Goal of the exercise:
Print each of the following lines without changing anything.

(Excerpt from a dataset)
"""

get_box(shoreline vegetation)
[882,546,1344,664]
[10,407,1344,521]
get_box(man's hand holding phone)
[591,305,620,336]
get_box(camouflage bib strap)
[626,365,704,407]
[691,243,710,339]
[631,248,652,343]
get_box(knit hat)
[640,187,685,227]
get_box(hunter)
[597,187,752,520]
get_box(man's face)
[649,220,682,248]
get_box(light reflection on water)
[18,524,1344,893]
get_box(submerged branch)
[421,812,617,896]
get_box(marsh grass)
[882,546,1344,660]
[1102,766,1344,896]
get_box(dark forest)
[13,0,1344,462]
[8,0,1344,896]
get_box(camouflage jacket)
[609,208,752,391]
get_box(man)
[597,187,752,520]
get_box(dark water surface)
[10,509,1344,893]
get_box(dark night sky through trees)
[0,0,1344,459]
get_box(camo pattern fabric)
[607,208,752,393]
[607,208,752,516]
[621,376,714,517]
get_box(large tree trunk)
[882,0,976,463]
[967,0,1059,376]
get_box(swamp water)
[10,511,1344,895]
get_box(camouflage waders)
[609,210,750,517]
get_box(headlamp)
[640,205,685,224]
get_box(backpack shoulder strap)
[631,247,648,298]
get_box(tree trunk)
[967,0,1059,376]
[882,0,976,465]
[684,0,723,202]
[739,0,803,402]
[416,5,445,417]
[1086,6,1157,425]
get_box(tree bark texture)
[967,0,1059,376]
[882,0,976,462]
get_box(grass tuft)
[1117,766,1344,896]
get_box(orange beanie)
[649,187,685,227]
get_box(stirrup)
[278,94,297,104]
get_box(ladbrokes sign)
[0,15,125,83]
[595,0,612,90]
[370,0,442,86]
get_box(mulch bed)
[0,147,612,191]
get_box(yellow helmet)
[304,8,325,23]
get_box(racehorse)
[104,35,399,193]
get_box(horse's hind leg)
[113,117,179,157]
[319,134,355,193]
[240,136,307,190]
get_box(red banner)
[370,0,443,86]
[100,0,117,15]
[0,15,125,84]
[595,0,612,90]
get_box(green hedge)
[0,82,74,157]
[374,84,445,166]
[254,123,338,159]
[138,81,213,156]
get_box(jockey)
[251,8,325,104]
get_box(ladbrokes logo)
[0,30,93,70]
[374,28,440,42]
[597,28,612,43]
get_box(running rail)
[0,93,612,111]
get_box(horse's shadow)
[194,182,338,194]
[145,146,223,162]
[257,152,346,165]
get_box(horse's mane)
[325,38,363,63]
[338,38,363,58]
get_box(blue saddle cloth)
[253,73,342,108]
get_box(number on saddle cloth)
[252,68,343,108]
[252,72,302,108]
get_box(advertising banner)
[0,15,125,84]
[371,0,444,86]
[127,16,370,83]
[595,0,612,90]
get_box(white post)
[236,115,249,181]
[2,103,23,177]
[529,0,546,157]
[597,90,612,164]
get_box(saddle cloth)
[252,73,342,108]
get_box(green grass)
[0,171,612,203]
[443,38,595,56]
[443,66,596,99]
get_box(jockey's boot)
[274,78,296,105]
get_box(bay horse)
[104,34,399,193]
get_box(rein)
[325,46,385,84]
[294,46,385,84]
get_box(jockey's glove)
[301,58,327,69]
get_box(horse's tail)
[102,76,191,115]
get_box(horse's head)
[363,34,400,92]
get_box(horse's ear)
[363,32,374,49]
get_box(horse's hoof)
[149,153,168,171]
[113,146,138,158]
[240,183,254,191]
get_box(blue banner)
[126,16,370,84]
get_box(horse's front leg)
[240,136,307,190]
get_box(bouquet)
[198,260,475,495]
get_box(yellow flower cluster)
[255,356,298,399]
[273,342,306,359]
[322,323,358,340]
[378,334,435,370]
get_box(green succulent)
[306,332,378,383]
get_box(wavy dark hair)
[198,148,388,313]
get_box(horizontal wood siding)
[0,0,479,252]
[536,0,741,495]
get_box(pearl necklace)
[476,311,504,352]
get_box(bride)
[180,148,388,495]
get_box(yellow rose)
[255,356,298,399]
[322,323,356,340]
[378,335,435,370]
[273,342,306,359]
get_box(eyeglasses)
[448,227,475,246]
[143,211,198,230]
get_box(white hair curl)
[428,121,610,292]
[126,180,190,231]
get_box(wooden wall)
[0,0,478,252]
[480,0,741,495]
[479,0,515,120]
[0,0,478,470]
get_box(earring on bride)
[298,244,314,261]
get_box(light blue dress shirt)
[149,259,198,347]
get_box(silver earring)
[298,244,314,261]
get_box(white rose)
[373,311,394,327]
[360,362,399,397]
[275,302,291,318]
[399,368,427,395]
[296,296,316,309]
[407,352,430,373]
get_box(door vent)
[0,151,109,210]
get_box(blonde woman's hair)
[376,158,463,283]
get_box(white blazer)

"""

Answer to the task:
get_box(shoreline vegetation)
[882,546,1344,664]
[10,407,1344,521]
get_box(man's hand holding phone)
[591,305,620,336]
get_box(camouflage bib strap)
[626,365,704,407]
[691,243,710,339]
[631,248,652,343]
get_box(knit hat)
[640,187,685,227]
get_box(hunter)
[597,187,752,520]
get_box(man's face)
[649,220,682,248]
get_box(light reflection on water)
[18,524,1344,893]
get_box(submerged branch)
[421,812,617,896]
get_box(marsh grass)
[882,546,1344,660]
[1102,766,1344,896]
get_box(dark forest)
[13,0,1344,462]
[8,0,1344,896]
get_box(camouflage jacket)
[609,208,752,391]
get_box(man)
[597,187,752,520]
get_box(dark water surface)
[10,509,1344,893]
get_box(dark night sky through trees)
[0,0,1344,459]
get_box(camo pattern fabric)
[607,208,752,393]
[607,208,752,516]
[621,376,714,517]
get_box(large tree trunk)
[882,0,976,463]
[967,0,1059,376]
get_box(swamp water)
[10,511,1344,895]
get_box(camouflage waders)
[609,210,750,517]
get_box(headlamp)
[640,205,685,224]
get_box(backpack shoulder strap)
[631,247,648,298]
get_box(tree trunk)
[967,0,1059,376]
[882,0,976,465]
[684,0,723,202]
[739,0,803,402]
[416,5,445,417]
[1086,6,1157,425]
get_box(tree bark texture)
[967,0,1059,376]
[882,0,976,462]
get_box(grass tuft)
[1117,766,1344,896]
get_box(orange beanie)
[649,187,685,227]
get_box(stirrup)
[278,94,297,104]
get_box(ladbrokes sign)
[0,15,125,83]
[595,0,612,90]
[370,0,442,86]
get_box(mulch bed)
[0,147,612,191]
get_box(yellow helmet)
[304,8,325,23]
get_box(racehorse)
[104,35,399,193]
get_box(horse's hind leg)
[113,117,179,157]
[319,134,355,193]
[240,136,307,190]
get_box(red banner)
[370,0,443,86]
[100,0,117,15]
[0,15,125,84]
[595,0,612,90]
get_box(green hedge)
[0,82,74,157]
[374,84,445,166]
[254,123,338,159]
[138,81,213,156]
get_box(jockey)
[251,8,325,104]
get_box(ladbrokes logo)
[0,30,93,70]
[374,28,440,42]
[597,28,612,43]
get_box(running rail)
[0,93,612,111]
get_box(horse's shadow)
[194,182,338,194]
[145,146,223,162]
[257,152,346,165]
get_box(horse's mane)
[325,38,363,63]
[338,38,363,58]
get_box(blue saddle cloth)
[253,73,342,108]
get_box(number on saddle cloth)
[252,68,343,108]
[252,72,302,108]
get_box(advertising banner)
[0,15,125,84]
[371,0,444,86]
[127,16,370,83]
[595,0,612,90]
get_box(white post)
[236,115,249,181]
[2,103,23,177]
[529,0,546,157]
[597,90,612,164]
get_box(saddle cloth)
[252,73,342,108]
get_box(green grass)
[0,171,612,203]
[443,38,595,56]
[443,66,596,99]
get_box(jockey's boot)
[274,78,296,105]
get_box(bay horse)
[104,34,399,193]
get_box(rein)
[325,46,385,84]
[294,46,385,84]
get_box(jockey's glove)
[301,58,327,69]
get_box(horse's tail)
[102,76,191,115]
get_box(horse's head)
[363,34,400,92]
get_box(horse's ear)
[363,32,374,49]
get_box(horse's hoof)
[149,153,168,171]
[113,146,138,158]
[240,183,254,191]
get_box(blue banner)
[126,16,370,84]
get_box(horse's front leg)
[240,136,307,190]
get_box(bouquet)
[198,260,475,495]
get_box(yellow flower cluster)
[255,356,298,399]
[273,342,306,359]
[322,323,358,340]
[378,334,435,370]
get_box(green succulent)
[306,332,378,383]
get_box(wavy dark hair)
[198,148,388,313]
get_box(horizontal wood siding)
[0,0,479,252]
[536,0,741,495]
get_box(pearl necklace)
[476,311,504,352]
get_box(bride)
[180,148,388,495]
get_box(yellow rose)
[255,356,298,399]
[322,323,356,340]
[378,335,435,370]
[273,342,306,359]
get_box(eyeglasses)
[448,227,475,246]
[143,211,198,230]
get_box(white hair curl)
[428,121,610,292]
[126,180,190,231]
get_box(wooden wall)
[0,0,478,252]
[480,0,741,495]
[479,0,515,120]
[0,0,478,470]
get_box(earring on bride)
[298,244,314,261]
get_box(light blue dress shirt)
[149,259,198,347]
get_box(silver earring)
[298,244,314,261]
get_box(white rose)
[373,311,394,327]
[360,362,399,397]
[275,302,291,318]
[399,368,427,395]
[296,296,316,309]
[407,352,430,373]
get_box(door vent)
[0,151,109,210]
get_box(blonde woman's hair)
[376,158,463,283]
get_box(white blazer)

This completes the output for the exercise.